> Task: Set down the data again exactly. Pictures are not part of the copy.

> Information supplied:

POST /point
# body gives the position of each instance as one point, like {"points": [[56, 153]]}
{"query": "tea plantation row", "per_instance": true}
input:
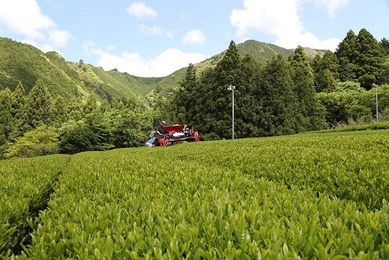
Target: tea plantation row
{"points": [[305, 196]]}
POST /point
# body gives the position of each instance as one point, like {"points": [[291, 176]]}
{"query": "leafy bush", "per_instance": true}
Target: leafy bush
{"points": [[41, 141]]}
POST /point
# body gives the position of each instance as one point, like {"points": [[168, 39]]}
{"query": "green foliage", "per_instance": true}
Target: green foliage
{"points": [[360, 58], [25, 186], [279, 101], [303, 196], [39, 110], [42, 140]]}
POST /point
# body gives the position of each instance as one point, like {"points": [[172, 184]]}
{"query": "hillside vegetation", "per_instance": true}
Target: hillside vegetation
{"points": [[303, 196], [26, 64], [49, 105]]}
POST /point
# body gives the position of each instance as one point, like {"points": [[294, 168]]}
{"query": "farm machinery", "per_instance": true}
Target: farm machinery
{"points": [[175, 134]]}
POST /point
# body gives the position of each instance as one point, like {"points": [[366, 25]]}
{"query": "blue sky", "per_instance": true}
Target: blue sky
{"points": [[154, 38]]}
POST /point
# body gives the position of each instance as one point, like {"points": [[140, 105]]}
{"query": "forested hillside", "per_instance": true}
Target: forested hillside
{"points": [[49, 105]]}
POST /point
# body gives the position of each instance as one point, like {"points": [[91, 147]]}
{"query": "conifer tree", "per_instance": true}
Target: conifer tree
{"points": [[346, 54], [6, 119], [302, 75], [326, 71], [39, 109], [214, 99], [60, 110], [278, 100], [183, 105], [369, 59]]}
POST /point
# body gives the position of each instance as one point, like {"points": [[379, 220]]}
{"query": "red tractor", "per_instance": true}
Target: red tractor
{"points": [[175, 134]]}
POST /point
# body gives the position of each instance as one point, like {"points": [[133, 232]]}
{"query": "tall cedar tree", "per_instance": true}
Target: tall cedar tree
{"points": [[215, 98], [302, 75], [248, 111], [370, 59], [39, 107], [326, 71], [184, 100], [6, 119], [361, 58], [279, 101], [346, 54]]}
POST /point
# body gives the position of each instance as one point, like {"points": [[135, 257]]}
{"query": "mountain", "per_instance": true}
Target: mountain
{"points": [[24, 63]]}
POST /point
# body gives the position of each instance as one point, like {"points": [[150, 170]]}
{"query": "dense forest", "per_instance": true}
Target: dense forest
{"points": [[82, 108]]}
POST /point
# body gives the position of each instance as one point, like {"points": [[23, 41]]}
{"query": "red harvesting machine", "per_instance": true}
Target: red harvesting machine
{"points": [[177, 133]]}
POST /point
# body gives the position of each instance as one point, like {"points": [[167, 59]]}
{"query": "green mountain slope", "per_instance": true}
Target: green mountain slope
{"points": [[24, 63]]}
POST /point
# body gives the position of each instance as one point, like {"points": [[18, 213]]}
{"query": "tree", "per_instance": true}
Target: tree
{"points": [[211, 111], [60, 110], [42, 140], [183, 101], [278, 100], [369, 59], [360, 58], [346, 54], [39, 107], [384, 43], [303, 78], [6, 119]]}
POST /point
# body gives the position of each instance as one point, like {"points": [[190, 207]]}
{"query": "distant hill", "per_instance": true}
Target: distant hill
{"points": [[24, 63]]}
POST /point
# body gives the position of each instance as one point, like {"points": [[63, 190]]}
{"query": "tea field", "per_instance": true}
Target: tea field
{"points": [[308, 196]]}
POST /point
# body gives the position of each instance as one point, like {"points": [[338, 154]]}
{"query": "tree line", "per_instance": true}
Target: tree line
{"points": [[37, 123], [283, 96]]}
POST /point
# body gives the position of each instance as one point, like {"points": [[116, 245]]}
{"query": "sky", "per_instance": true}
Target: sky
{"points": [[154, 38]]}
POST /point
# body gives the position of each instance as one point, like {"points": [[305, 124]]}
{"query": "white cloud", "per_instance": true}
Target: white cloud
{"points": [[164, 64], [333, 5], [140, 10], [60, 37], [151, 30], [25, 17], [194, 37], [267, 16]]}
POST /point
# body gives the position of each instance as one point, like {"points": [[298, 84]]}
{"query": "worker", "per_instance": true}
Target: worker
{"points": [[160, 132]]}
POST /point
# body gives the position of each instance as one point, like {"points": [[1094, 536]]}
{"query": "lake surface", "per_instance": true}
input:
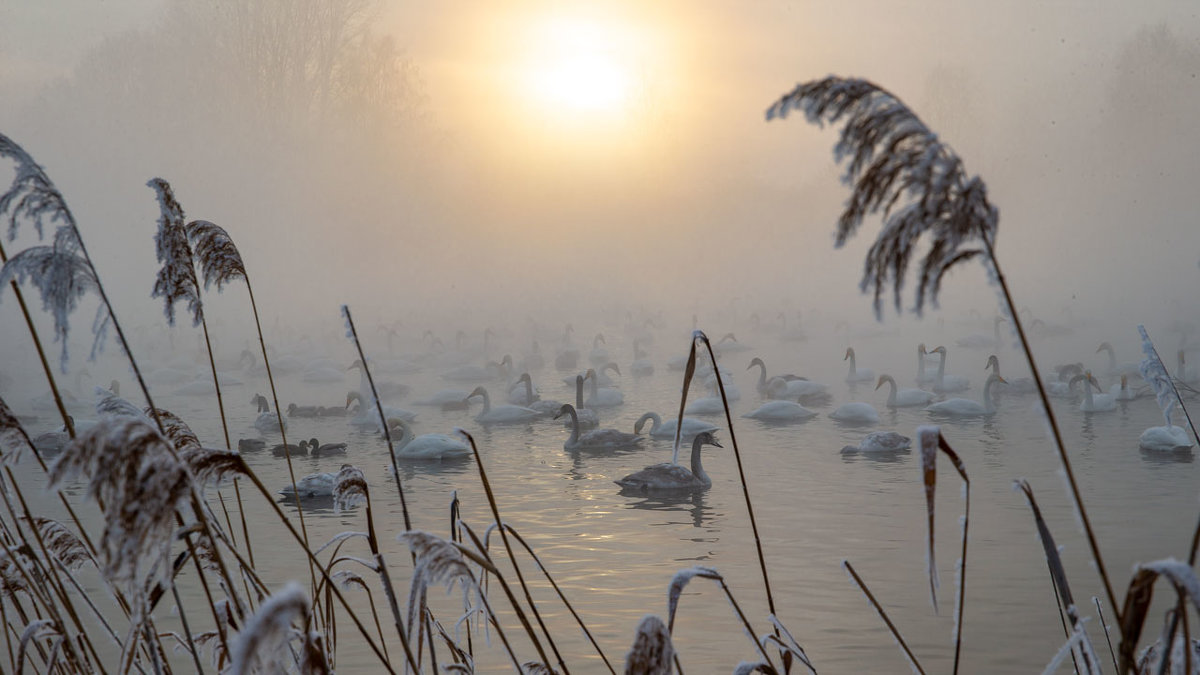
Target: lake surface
{"points": [[615, 555]]}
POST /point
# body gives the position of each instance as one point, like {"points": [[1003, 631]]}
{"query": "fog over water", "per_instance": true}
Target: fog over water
{"points": [[411, 160]]}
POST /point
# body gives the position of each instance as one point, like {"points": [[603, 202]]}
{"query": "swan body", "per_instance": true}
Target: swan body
{"points": [[501, 414], [672, 477], [780, 411], [427, 446], [597, 438], [315, 485], [666, 430], [856, 413], [880, 442], [967, 407], [946, 383], [904, 398], [1165, 440]]}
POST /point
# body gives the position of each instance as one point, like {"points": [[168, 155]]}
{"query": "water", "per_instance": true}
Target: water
{"points": [[615, 555]]}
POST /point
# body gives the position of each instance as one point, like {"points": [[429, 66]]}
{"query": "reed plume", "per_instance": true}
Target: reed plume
{"points": [[899, 168]]}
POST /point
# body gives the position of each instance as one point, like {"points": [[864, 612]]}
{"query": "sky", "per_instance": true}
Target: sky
{"points": [[669, 190]]}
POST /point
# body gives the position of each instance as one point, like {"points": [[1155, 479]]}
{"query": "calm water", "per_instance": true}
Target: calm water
{"points": [[615, 555]]}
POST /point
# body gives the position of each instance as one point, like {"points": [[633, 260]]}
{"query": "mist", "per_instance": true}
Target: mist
{"points": [[381, 155]]}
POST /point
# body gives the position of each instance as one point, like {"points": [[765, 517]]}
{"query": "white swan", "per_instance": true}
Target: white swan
{"points": [[1098, 402], [1165, 440], [1020, 384], [857, 374], [597, 438], [943, 382], [672, 477], [966, 407], [856, 413], [880, 442], [522, 394], [780, 411], [501, 414], [603, 396], [426, 446], [904, 398], [666, 430], [267, 420]]}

> Finished exercise:
POST /point
# body gives the position of each instance as one point, like {"points": [[56, 153]]}
{"query": "tea plantation row", "per_instance": true}
input:
Target: tea plantation row
{"points": [[305, 196]]}
POST /point
# body gives the position of each instance as one point, like {"points": [[291, 176]]}
{"query": "leafy bush", "per_instance": true}
Target: leafy bush
{"points": [[41, 141]]}
POST /point
# body gives the position of each instance as one point, like {"points": [[168, 39]]}
{"query": "green foliage", "per_instance": true}
Target: green foliage
{"points": [[360, 58], [25, 186], [279, 101], [303, 196], [39, 110], [42, 140]]}
POST /point
# body gives the position of each instance as one point, like {"points": [[172, 184]]}
{"query": "hillside vegetation", "per_instance": true}
Target: hillside vegetation
{"points": [[303, 196], [26, 64], [49, 105]]}
POST /point
# body gives the position of each instance as one point, like {"points": [[294, 168]]}
{"query": "farm machinery", "per_instance": true}
Target: farm machinery
{"points": [[175, 134]]}
POST /point
# body gives the position of each instance as one point, like {"points": [[366, 25]]}
{"query": "blue sky", "per_instance": true}
Target: blue sky
{"points": [[154, 38]]}
POST /point
# body gives the position of each instance as one point, like {"points": [[140, 105]]}
{"query": "forested hillside", "per_instance": true}
Target: forested hillside
{"points": [[49, 105]]}
POST /point
# body gives the position of each instance as one point, like {"points": [[91, 147]]}
{"query": "conifer tree", "per_instance": true}
Target: conifer tree
{"points": [[346, 54], [6, 119], [302, 75], [326, 71], [39, 109], [214, 99], [60, 110], [278, 100], [183, 105], [369, 59]]}
POST /point
# body gives the position of each instance as one point, like {"points": [[379, 220]]}
{"query": "red tractor", "per_instance": true}
Target: red tractor
{"points": [[175, 134]]}
POST /point
# body gives the position of each instance as one point, like {"points": [[133, 232]]}
{"query": "tall cedar tree", "per_instance": true}
Target: tall cedar tree
{"points": [[215, 98], [302, 75], [248, 111], [370, 59], [39, 107], [326, 71], [184, 100], [6, 119], [361, 58], [279, 101], [346, 54]]}
POST /point
# body gives the position of each instance as one point, like {"points": [[135, 257]]}
{"query": "mountain", "per_instance": true}
Target: mountain
{"points": [[24, 63]]}
POST /point
# body gives the position of each instance as one point, like {"points": [[150, 170]]}
{"query": "dense forest", "per_instance": true}
Target: dense forest
{"points": [[82, 108]]}
POST /point
# body gives the position of each instance as one point, like {"points": [[23, 41]]}
{"query": "red harvesting machine", "per_instance": true}
Target: red harvesting machine
{"points": [[177, 133]]}
POST /point
# body gives the position of each instance as one point, like {"points": [[167, 59]]}
{"query": "green mountain slope", "per_instance": true}
Target: green mountain slope
{"points": [[24, 63]]}
POST /point
# body gives the position of each instance as one point, like {"points": [[18, 213]]}
{"query": "tree", "per_instance": true}
Target: tree
{"points": [[211, 111], [60, 110], [42, 140], [183, 101], [278, 100], [369, 59], [360, 58], [346, 54], [39, 107], [384, 43], [303, 78], [6, 119]]}
POST /point
# body gives the position of each instance as one point, like {"points": [[190, 207]]}
{"query": "distant hill", "per_instance": true}
Target: distant hill
{"points": [[24, 63]]}
POST /point
# body gives the position of each instance as one point, like {"points": [[63, 190]]}
{"query": "tea field", "per_instance": true}
Target: tea field
{"points": [[308, 196]]}
POST /point
# body gives the position of each instance as one point, like {"points": [[338, 154]]}
{"query": "tree line", "per_instance": true}
Target: tree line
{"points": [[37, 123], [283, 96]]}
POST /point
# body gives the position of each instance as one point, like {"points": [[116, 245]]}
{"query": "sky", "per_instance": true}
Target: sky
{"points": [[154, 38]]}
POST /point
# body gives the position of each instance as one point, like {"points": [[305, 124]]}
{"query": "white cloud", "per_instance": true}
Target: white cloud
{"points": [[164, 64], [333, 5], [140, 10], [60, 37], [151, 30], [25, 17], [194, 37], [267, 16]]}
POST /point
# body gives the position of each instance as one point, like {"points": [[298, 84]]}
{"query": "worker", "per_instance": true}
Target: worker
{"points": [[160, 132]]}
POST /point
# body gives the position of each instance as one point, like {"points": [[1094, 536]]}
{"query": "lake surface", "per_instance": true}
input:
Target: lake surface
{"points": [[615, 555]]}
POST /point
# body gives the position of each instance as one point, like {"points": [[1003, 631]]}
{"query": "fog over water", "per_instance": true}
Target: fog over water
{"points": [[411, 160]]}
POST /point
# body gives the position of each instance as one point, like {"points": [[603, 202]]}
{"query": "swan body", "per_instance": true}
Target: swan body
{"points": [[501, 414], [672, 477], [780, 411], [427, 446], [597, 438], [315, 485], [666, 430], [856, 413], [880, 442], [967, 407], [946, 383], [904, 398], [1165, 440]]}
POST /point
# body gives the position of each instance as one point, like {"points": [[168, 155]]}
{"query": "water", "per_instance": true}
Target: water
{"points": [[615, 555]]}
POST /point
# body gives the position of each instance as one point, like {"points": [[429, 66]]}
{"query": "reed plume", "per_instance": true}
Target: reed plume
{"points": [[899, 168]]}
POST /point
# body gives the position of each instance as one point, like {"points": [[864, 612]]}
{"query": "sky", "per_instance": true}
Target: sky
{"points": [[669, 190]]}
POST /point
# body gives the position of each instance as one point, like {"points": [[1155, 479]]}
{"query": "calm water", "per_instance": true}
Target: calm water
{"points": [[615, 555]]}
POST /point
# body gives the position of each instance as one point, like {"points": [[633, 260]]}
{"query": "mist", "per_instance": true}
Target: mist
{"points": [[381, 155]]}
POST /point
# body gives the position of each instance as one point, like {"points": [[765, 517]]}
{"query": "white swan", "per_instance": true}
Target: white swan
{"points": [[1098, 402], [1165, 440], [1020, 384], [857, 374], [597, 438], [943, 382], [672, 477], [966, 407], [856, 413], [880, 442], [522, 394], [780, 411], [501, 414], [603, 396], [426, 446], [904, 398], [666, 430], [267, 420]]}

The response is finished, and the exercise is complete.